What the exercise asks:
Could you copy each of the rows below word for word, keeping every line as it appears?

Listed records:

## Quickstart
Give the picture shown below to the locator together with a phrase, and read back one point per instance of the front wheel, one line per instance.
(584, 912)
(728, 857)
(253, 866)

Solution to the problem:
## Quickstart
Give the picture shown below to the locator together with a phrase, and read back one point per instance of the front wheel, one line per instance.
(584, 912)
(728, 857)
(253, 866)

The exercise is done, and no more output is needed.